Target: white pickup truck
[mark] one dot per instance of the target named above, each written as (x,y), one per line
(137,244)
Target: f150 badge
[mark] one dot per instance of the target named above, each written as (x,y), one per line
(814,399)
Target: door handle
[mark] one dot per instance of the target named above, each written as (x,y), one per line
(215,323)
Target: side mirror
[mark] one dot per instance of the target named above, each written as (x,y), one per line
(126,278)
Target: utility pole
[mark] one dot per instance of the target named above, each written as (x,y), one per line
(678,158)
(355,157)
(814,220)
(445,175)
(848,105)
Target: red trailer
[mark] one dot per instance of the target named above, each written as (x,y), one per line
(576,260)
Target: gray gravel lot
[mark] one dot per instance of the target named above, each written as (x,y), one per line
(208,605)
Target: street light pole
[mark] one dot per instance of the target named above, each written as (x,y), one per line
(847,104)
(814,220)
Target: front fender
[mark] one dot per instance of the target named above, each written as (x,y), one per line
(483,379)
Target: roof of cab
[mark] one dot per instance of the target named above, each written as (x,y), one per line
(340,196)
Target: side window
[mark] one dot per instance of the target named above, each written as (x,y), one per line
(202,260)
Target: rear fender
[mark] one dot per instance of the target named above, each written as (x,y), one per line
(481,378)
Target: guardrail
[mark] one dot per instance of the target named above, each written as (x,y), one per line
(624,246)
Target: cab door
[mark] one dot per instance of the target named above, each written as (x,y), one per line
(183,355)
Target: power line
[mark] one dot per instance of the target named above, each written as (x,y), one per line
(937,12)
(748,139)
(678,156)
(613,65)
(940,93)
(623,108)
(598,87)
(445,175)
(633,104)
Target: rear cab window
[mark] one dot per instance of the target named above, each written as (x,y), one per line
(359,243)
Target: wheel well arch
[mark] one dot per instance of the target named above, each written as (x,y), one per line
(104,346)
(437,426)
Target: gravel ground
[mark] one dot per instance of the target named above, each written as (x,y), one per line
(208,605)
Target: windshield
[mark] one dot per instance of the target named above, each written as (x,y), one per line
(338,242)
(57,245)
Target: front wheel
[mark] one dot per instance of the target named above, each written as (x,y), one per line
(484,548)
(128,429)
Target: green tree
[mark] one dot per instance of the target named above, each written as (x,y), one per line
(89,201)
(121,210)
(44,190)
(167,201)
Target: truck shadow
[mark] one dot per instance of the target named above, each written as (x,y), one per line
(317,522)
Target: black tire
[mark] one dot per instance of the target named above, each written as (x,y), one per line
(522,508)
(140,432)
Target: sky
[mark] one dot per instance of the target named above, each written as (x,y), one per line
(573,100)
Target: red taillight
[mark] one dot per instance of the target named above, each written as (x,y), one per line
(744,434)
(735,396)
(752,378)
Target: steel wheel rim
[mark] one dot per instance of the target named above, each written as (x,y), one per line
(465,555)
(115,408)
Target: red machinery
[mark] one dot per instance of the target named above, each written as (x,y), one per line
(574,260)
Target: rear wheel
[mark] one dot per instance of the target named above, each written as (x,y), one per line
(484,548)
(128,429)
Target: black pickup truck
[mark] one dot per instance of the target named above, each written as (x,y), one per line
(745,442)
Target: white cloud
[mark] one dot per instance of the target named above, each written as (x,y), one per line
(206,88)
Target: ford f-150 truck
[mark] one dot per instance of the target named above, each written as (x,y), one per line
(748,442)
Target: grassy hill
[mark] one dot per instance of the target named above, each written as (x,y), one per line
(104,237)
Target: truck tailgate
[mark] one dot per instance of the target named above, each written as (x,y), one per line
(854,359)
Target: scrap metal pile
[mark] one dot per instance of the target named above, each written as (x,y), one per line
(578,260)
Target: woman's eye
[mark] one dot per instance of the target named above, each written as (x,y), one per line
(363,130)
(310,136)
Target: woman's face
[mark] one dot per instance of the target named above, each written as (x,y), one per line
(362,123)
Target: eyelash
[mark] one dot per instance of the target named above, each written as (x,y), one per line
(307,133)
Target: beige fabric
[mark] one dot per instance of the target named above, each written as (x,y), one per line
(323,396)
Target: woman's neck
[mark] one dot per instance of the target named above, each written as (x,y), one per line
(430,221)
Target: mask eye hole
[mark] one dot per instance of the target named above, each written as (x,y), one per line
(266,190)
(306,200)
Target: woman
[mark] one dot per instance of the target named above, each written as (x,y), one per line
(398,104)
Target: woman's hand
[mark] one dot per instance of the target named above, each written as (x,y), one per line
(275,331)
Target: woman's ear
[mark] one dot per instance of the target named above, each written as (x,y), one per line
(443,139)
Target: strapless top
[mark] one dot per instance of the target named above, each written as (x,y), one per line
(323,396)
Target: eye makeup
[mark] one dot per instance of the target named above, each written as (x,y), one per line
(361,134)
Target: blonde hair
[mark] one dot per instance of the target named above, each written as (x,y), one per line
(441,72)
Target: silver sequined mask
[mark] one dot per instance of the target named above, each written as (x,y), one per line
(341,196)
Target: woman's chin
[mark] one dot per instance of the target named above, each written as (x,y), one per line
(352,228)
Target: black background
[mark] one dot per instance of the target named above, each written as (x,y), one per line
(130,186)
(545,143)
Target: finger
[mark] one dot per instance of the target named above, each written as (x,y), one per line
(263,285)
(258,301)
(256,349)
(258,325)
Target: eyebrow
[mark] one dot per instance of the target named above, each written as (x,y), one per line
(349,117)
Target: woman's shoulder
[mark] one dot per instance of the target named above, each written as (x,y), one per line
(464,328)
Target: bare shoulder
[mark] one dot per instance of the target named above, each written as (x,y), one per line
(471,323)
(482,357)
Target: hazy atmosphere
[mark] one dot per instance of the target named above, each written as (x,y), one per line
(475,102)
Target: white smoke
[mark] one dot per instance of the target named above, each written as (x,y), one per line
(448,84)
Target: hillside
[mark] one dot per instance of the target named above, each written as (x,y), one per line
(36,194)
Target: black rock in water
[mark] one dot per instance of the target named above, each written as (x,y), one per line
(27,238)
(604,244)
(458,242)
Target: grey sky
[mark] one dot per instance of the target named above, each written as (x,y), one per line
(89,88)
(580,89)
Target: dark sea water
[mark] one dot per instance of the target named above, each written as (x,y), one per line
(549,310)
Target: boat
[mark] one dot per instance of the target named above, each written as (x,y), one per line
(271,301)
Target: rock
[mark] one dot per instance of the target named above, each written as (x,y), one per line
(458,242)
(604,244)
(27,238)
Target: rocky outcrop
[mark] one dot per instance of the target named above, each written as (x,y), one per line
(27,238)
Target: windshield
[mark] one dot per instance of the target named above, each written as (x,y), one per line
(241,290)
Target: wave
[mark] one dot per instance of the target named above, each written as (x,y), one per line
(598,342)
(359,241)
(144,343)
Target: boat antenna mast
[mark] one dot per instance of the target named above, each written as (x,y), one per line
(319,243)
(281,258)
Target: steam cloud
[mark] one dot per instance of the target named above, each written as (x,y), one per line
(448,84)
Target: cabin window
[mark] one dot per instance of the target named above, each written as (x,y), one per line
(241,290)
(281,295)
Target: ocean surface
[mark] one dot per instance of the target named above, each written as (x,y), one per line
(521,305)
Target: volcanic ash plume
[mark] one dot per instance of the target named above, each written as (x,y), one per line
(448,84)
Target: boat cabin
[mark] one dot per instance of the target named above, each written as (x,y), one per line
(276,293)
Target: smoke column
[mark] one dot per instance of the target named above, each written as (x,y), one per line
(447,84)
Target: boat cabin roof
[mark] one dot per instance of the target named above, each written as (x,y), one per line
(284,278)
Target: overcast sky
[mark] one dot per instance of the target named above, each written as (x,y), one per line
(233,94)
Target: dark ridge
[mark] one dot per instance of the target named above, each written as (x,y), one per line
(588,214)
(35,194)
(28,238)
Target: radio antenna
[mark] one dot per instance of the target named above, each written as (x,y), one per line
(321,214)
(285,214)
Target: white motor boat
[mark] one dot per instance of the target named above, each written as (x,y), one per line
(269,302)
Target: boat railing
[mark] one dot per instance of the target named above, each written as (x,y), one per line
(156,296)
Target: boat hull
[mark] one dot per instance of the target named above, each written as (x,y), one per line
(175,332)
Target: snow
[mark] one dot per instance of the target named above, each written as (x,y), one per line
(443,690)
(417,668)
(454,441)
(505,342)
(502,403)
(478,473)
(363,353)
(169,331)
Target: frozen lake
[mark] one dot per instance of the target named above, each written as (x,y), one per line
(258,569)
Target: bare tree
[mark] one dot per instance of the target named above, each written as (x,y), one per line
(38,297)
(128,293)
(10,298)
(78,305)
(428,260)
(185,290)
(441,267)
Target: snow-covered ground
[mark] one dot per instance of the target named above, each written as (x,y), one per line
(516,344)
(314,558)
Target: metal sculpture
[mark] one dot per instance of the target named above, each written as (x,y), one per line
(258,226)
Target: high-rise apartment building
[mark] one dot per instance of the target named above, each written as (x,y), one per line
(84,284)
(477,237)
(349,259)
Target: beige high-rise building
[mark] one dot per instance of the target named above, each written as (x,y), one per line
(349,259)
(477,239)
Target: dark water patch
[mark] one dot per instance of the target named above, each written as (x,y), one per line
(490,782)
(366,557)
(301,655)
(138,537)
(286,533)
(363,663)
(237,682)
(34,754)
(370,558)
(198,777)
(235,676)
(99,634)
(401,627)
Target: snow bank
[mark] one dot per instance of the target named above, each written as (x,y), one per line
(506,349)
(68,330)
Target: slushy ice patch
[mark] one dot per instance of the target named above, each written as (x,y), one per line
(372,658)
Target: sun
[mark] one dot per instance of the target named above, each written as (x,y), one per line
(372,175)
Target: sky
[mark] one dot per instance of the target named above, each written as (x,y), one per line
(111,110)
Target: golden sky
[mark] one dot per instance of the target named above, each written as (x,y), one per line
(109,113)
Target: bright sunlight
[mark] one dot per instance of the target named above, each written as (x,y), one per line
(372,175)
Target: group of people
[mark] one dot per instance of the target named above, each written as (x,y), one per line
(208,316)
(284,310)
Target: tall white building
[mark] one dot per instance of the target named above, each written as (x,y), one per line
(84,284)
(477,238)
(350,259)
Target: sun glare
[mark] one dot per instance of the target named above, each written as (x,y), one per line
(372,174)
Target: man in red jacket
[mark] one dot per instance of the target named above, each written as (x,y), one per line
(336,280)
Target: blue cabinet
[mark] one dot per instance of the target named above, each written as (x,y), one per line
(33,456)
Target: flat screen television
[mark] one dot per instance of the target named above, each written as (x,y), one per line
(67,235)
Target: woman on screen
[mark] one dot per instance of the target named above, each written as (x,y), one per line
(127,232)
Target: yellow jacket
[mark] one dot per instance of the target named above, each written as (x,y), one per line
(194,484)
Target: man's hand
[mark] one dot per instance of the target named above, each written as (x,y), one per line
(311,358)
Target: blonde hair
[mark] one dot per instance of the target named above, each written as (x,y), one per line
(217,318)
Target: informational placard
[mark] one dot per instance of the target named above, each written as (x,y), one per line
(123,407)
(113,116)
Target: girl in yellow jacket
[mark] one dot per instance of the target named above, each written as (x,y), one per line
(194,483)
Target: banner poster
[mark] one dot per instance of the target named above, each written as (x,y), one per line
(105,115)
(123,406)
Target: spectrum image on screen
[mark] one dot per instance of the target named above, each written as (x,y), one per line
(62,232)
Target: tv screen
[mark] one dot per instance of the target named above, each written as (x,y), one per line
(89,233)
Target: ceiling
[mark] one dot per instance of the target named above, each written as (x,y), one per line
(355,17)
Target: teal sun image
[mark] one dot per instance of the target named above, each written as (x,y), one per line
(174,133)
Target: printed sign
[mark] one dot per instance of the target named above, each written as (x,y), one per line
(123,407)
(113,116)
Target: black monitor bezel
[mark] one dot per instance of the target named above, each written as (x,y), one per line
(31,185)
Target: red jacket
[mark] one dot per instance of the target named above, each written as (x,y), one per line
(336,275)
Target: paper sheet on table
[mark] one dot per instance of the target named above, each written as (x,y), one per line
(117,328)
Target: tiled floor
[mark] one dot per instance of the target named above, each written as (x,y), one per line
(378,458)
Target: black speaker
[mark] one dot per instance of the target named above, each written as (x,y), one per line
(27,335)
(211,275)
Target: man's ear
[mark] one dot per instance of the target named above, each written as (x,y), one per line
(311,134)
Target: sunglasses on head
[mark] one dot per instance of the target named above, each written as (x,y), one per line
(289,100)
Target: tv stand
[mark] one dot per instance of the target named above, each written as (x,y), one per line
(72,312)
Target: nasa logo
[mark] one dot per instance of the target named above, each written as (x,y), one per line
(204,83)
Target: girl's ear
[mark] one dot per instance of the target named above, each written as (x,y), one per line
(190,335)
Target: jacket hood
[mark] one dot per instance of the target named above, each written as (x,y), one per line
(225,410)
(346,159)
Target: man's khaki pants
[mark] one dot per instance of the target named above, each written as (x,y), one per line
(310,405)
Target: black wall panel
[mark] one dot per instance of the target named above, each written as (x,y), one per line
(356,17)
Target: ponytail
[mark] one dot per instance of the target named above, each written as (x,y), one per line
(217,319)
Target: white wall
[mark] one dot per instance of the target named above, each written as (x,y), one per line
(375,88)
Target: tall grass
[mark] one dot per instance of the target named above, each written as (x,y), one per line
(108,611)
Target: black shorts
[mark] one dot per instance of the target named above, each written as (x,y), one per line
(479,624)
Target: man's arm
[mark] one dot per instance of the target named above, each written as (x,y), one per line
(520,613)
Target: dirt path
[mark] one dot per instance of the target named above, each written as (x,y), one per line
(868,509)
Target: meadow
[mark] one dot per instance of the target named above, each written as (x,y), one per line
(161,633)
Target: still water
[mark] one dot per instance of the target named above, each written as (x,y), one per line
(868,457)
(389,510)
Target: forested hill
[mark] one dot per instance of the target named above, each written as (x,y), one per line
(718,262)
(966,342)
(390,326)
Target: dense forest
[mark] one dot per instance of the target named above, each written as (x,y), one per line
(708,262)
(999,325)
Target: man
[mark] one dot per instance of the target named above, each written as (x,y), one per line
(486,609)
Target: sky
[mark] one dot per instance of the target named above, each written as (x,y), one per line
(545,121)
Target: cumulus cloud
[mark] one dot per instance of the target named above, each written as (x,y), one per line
━━━━━━━━━━━━━━━━━━━━
#### [Exercise objective]
Take the line with "Target: white wall" and all lines after it to the last line, and reproduce them exactly.

#### [Task solution]
Target: white wall
[mark] one dot per instance of the target named above, each written as (x,y), one per line
(375,88)
Target: tall grass
[mark] one dot per instance of the target named above, each written as (x,y), one per line
(108,611)
Target: black shorts
[mark] one dot per instance of the target named above, each written as (x,y), one per line
(479,624)
Target: man's arm
[mark] one dot per instance of the target named above, each written as (x,y), one per line
(520,613)
Target: dirt path
[mark] one dot per instance of the target named above, each written as (x,y), one per line
(868,509)
Target: meadow
[mark] one dot per instance of the target named above, each written as (x,y), one per line
(161,633)
Target: still water
[mark] one dot per instance of the target named above, each written as (x,y), one per line
(868,457)
(389,510)
Target: forested hill
[mark] one dot per instance of the target named above, each written as (x,y), one per line
(718,262)
(966,342)
(390,326)
Target: dense forest
[mark] one dot per instance of the target named above, each written as (x,y), one per line
(708,262)
(999,325)
Target: man
[mark] one dot per instance of the target named above, each written as (x,y), one per line
(486,609)
Target: sky
[mark] one dot per instance of the target named above, each written as (x,y), one per line
(545,121)
Target: cumulus cloud
[mark] one dot per instance of the target named above, each written as (x,y), one per line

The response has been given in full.